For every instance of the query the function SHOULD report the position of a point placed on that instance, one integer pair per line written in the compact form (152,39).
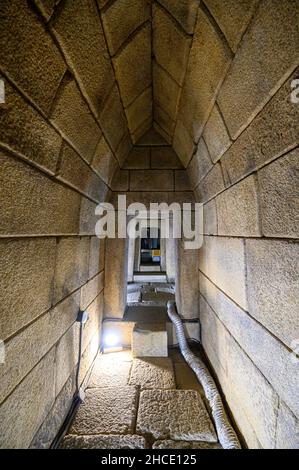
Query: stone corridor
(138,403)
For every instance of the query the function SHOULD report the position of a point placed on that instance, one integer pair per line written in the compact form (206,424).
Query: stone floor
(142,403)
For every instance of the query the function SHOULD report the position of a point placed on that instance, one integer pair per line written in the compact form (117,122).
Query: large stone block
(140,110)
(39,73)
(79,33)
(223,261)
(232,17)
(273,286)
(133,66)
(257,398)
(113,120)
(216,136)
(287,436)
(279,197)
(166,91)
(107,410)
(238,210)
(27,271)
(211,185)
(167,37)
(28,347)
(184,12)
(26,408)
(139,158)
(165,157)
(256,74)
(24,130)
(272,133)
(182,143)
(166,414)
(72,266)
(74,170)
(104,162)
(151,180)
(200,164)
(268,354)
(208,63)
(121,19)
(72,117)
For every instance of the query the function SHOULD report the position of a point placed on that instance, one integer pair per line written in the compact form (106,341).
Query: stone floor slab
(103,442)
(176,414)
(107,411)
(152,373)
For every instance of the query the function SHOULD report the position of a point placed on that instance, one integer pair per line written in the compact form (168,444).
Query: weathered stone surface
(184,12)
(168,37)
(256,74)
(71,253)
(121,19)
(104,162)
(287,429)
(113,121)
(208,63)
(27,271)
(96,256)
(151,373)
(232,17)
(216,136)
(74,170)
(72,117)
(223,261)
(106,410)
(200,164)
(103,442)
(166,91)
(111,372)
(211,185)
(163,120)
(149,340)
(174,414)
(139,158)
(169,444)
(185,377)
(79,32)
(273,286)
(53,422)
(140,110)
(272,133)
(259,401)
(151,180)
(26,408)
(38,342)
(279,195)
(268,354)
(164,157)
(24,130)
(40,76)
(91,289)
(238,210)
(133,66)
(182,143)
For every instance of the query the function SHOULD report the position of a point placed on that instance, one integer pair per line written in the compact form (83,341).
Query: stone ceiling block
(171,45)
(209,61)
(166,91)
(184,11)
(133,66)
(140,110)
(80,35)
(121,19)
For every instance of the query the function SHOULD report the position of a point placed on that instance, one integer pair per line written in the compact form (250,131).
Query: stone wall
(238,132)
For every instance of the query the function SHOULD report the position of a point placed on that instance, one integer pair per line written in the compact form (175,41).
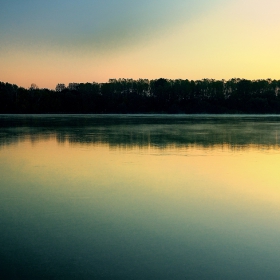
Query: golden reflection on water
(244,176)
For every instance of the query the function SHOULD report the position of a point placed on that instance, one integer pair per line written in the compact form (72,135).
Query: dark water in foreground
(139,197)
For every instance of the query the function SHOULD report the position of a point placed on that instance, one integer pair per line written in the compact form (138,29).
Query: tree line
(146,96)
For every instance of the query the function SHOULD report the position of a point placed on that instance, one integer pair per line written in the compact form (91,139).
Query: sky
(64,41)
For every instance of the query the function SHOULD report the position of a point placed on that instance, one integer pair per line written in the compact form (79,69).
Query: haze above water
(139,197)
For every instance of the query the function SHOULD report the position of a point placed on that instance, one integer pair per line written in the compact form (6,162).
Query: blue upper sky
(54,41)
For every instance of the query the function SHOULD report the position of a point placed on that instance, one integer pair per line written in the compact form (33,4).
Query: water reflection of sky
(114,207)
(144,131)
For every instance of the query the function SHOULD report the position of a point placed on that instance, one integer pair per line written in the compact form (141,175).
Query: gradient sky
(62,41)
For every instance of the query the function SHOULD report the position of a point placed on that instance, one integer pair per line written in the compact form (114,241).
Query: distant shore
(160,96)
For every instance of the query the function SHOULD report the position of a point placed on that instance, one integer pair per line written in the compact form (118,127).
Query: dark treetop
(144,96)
---
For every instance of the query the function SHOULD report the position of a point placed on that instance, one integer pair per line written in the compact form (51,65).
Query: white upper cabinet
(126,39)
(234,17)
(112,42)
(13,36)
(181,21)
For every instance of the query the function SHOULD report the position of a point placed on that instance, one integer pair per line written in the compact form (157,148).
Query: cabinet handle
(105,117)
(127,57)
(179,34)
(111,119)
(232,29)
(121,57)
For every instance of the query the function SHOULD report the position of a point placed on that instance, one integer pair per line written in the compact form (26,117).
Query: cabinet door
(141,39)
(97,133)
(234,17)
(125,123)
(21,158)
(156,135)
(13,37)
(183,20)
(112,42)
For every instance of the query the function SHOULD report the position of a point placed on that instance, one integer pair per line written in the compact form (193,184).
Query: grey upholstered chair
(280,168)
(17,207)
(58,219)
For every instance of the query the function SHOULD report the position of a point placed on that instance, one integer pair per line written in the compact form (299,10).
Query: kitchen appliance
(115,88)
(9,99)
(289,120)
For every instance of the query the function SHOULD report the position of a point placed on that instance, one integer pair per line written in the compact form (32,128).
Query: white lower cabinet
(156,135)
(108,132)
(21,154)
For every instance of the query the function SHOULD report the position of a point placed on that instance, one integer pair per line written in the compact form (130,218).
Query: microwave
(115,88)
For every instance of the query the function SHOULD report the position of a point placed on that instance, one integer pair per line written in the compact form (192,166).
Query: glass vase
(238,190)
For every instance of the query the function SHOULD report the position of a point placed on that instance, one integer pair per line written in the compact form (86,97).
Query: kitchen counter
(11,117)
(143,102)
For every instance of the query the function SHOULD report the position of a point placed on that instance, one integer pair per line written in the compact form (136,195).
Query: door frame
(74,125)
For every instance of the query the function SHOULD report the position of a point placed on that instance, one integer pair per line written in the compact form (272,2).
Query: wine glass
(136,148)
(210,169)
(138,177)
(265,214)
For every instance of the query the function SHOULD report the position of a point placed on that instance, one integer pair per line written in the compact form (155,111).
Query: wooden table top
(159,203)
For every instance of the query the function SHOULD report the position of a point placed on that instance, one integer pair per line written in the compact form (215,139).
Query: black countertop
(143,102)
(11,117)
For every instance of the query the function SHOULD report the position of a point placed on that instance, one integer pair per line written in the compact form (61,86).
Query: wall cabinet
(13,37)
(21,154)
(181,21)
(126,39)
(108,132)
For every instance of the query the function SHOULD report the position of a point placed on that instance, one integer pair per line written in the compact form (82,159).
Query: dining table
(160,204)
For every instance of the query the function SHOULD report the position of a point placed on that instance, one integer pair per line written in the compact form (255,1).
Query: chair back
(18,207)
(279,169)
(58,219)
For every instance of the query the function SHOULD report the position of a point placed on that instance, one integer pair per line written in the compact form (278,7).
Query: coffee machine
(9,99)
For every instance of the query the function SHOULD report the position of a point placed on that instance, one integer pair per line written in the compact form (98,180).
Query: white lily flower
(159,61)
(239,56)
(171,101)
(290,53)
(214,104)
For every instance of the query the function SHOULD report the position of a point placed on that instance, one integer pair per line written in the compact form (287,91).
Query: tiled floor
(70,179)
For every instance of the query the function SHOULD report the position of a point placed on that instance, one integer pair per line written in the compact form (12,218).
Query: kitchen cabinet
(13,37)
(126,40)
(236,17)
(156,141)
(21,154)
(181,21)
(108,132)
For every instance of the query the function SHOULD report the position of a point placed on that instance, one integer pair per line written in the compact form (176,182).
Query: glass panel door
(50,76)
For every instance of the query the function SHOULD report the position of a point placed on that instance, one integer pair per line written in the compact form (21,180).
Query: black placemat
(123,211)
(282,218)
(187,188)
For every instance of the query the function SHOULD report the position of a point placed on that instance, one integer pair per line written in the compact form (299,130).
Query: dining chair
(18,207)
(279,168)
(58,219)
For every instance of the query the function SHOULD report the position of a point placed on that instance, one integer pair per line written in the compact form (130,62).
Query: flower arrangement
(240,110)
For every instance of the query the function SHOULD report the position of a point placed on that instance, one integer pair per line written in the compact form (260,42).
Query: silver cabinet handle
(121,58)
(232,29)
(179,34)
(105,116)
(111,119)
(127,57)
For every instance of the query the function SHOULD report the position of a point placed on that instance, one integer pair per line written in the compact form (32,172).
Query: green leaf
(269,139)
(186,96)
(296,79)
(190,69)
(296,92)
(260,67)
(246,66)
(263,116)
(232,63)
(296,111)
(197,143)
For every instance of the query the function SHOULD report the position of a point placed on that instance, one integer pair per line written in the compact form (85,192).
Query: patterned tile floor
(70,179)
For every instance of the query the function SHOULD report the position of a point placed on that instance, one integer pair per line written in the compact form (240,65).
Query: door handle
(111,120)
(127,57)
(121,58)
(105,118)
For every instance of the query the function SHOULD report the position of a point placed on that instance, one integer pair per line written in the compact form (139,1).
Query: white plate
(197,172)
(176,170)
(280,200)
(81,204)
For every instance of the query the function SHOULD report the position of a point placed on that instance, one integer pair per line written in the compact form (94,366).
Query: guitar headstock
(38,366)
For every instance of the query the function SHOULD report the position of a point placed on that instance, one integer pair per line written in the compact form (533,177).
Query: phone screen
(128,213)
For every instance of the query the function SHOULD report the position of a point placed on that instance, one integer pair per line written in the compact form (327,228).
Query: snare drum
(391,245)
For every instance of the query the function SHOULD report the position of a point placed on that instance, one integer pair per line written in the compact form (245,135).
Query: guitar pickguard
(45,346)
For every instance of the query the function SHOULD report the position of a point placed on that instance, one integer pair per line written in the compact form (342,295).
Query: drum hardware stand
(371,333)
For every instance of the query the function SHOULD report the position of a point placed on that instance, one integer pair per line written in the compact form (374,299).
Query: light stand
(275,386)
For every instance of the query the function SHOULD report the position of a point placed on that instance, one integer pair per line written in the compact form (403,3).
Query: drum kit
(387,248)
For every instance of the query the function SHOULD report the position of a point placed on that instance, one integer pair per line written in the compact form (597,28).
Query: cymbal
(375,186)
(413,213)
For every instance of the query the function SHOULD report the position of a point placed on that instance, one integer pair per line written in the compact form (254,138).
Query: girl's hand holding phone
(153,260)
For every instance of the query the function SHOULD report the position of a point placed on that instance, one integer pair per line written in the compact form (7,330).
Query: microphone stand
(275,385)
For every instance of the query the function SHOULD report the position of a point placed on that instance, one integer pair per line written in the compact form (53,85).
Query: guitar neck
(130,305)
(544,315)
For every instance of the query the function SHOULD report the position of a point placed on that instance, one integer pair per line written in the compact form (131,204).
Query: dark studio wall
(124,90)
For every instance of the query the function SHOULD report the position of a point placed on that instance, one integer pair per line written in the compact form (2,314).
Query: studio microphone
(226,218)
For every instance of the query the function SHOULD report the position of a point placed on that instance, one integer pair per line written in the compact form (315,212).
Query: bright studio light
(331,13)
--
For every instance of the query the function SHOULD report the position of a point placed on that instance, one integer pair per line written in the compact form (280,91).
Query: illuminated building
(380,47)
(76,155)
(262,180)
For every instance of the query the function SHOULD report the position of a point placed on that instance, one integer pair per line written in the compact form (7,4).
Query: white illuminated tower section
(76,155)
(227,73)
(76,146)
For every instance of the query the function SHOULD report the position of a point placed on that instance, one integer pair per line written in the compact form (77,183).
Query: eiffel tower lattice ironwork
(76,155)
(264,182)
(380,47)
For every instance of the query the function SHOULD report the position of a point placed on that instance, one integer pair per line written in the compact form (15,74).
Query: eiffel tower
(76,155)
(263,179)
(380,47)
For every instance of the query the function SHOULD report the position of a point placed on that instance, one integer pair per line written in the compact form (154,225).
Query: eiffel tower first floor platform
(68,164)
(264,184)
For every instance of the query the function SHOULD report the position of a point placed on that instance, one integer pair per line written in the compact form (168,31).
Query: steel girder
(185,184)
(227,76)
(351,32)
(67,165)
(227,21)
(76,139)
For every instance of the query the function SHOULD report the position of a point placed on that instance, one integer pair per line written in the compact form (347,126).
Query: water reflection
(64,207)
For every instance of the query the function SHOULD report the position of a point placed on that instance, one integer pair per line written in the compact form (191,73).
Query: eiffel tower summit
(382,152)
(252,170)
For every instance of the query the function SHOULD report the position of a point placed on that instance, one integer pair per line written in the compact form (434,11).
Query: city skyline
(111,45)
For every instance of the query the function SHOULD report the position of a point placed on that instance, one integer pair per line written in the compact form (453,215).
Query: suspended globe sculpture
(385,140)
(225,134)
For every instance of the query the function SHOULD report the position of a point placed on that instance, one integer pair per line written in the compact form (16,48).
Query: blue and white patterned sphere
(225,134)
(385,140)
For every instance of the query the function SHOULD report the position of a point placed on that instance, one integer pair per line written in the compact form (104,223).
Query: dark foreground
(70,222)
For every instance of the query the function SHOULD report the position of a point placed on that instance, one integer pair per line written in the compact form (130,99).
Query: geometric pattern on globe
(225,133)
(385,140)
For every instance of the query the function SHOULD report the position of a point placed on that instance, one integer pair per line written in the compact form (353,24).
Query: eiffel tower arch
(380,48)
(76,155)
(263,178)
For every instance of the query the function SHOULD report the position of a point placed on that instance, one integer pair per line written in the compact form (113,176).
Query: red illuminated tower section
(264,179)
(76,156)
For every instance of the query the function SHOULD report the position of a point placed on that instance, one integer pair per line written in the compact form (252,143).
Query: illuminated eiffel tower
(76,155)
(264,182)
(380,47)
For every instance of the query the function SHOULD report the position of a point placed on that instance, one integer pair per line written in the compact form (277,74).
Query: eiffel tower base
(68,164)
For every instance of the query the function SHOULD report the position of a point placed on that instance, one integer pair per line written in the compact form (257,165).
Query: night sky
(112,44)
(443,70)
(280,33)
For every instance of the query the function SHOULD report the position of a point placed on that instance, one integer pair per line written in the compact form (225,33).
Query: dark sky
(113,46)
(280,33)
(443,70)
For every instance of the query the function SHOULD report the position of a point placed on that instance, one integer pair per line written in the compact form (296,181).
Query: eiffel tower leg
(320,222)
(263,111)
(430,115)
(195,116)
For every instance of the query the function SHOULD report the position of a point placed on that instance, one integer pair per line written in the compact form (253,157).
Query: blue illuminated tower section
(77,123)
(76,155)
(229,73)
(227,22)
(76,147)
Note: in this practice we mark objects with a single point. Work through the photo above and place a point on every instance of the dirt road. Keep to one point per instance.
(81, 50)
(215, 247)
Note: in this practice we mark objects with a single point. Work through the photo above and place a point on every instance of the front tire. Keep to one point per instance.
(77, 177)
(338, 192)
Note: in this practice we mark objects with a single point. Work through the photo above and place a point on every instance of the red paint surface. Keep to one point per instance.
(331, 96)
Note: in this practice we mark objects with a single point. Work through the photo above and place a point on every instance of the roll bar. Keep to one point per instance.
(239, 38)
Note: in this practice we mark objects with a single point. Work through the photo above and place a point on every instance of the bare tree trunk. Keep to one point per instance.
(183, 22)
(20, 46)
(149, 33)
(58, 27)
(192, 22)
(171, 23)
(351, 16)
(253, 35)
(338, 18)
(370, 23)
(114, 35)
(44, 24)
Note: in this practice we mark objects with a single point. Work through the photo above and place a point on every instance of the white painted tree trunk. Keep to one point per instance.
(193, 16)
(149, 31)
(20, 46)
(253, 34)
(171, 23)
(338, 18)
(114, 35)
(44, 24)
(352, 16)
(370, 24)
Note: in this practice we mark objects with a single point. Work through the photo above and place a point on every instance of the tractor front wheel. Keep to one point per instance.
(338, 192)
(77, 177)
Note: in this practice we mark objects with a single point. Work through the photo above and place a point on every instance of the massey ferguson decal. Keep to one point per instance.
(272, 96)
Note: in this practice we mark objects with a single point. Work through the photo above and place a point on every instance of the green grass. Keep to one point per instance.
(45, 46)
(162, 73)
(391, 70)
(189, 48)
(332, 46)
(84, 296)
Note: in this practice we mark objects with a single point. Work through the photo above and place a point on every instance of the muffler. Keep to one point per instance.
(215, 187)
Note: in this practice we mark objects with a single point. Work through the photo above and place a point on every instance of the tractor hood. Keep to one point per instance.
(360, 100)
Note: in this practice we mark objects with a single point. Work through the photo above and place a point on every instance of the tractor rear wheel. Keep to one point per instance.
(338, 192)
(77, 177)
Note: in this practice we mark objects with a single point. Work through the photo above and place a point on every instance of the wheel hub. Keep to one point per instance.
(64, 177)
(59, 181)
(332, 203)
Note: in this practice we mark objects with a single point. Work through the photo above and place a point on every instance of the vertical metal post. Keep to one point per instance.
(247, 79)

* **Work instructions**
Pull out each line of the data above that contains the string "cabinet".

* **The response**
Query: white upper cabinet
Query: cabinet handle
Query: cabinet door
Query: white lower cabinet
Query: wall cabinet
Query: kitchen cabinet
Query: silver cabinet handle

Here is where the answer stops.